- The problem -
How many lines in the listing below contain the string "Target"? Reply with the number alone.

Stored items
════

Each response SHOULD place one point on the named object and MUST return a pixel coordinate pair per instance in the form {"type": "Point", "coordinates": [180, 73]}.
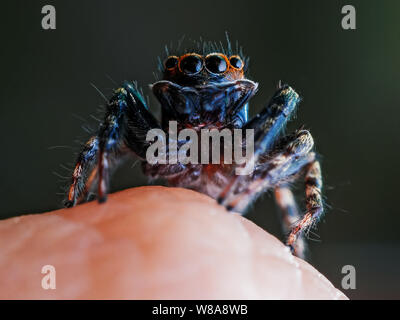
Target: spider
{"type": "Point", "coordinates": [208, 90]}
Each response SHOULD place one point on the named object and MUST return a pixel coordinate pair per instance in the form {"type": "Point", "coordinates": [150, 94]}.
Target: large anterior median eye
{"type": "Point", "coordinates": [216, 63]}
{"type": "Point", "coordinates": [171, 62]}
{"type": "Point", "coordinates": [191, 64]}
{"type": "Point", "coordinates": [236, 62]}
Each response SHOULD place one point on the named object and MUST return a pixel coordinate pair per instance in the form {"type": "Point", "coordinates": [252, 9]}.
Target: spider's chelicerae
{"type": "Point", "coordinates": [208, 90]}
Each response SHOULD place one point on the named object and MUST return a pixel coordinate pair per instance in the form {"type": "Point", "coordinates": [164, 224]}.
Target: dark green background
{"type": "Point", "coordinates": [349, 80]}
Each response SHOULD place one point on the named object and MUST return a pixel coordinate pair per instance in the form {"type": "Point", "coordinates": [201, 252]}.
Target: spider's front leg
{"type": "Point", "coordinates": [266, 125]}
{"type": "Point", "coordinates": [276, 170]}
{"type": "Point", "coordinates": [126, 123]}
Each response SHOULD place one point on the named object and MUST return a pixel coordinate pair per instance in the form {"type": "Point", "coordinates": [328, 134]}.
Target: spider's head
{"type": "Point", "coordinates": [208, 89]}
{"type": "Point", "coordinates": [193, 69]}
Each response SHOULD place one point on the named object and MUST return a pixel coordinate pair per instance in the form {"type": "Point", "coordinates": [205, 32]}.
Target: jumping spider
{"type": "Point", "coordinates": [208, 90]}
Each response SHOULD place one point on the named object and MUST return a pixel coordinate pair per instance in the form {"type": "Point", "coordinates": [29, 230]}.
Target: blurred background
{"type": "Point", "coordinates": [349, 81]}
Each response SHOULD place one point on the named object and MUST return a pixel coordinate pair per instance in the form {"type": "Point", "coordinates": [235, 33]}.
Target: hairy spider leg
{"type": "Point", "coordinates": [124, 128]}
{"type": "Point", "coordinates": [85, 163]}
{"type": "Point", "coordinates": [290, 216]}
{"type": "Point", "coordinates": [314, 203]}
{"type": "Point", "coordinates": [267, 125]}
{"type": "Point", "coordinates": [276, 168]}
{"type": "Point", "coordinates": [283, 168]}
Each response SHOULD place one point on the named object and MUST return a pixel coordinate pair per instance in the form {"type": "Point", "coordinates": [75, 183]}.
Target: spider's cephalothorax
{"type": "Point", "coordinates": [211, 91]}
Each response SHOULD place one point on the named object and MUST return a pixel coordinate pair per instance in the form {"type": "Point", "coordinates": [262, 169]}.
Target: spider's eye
{"type": "Point", "coordinates": [236, 62]}
{"type": "Point", "coordinates": [171, 63]}
{"type": "Point", "coordinates": [216, 63]}
{"type": "Point", "coordinates": [191, 64]}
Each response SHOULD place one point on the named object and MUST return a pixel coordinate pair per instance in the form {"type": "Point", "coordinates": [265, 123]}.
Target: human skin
{"type": "Point", "coordinates": [151, 243]}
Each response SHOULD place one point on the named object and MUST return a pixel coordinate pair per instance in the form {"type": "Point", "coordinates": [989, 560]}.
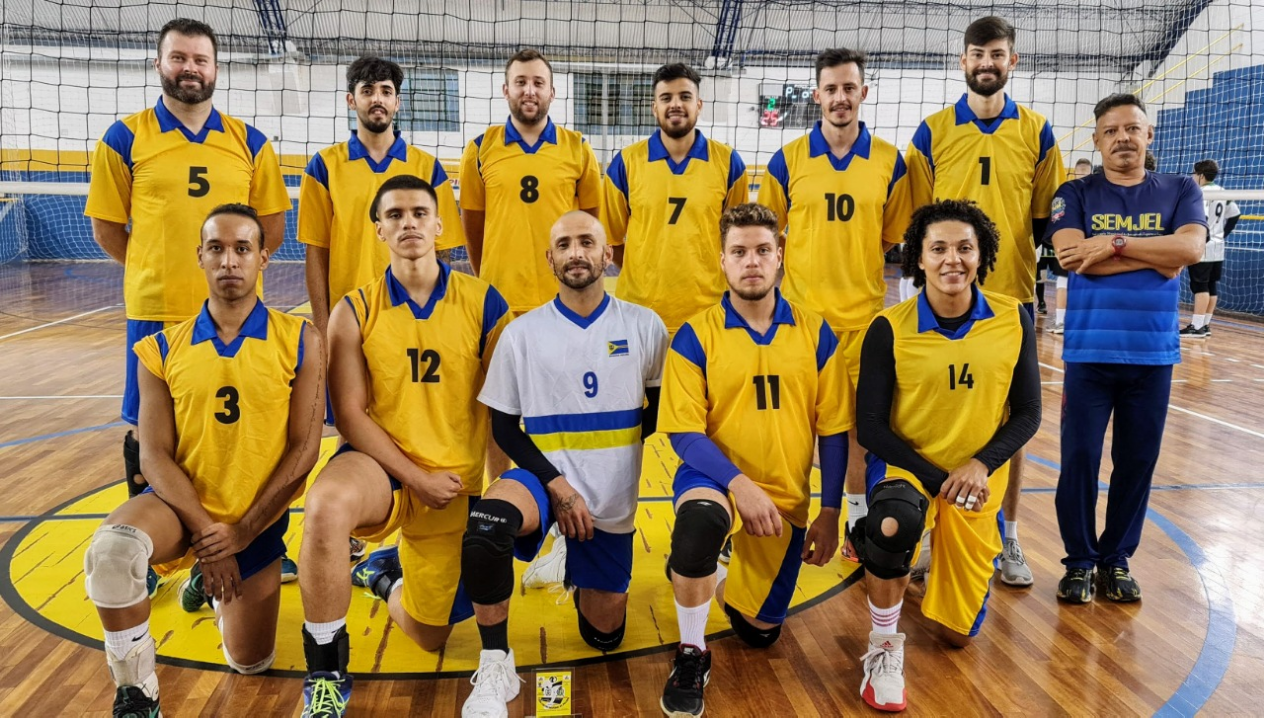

════

- Answer for this exercise -
12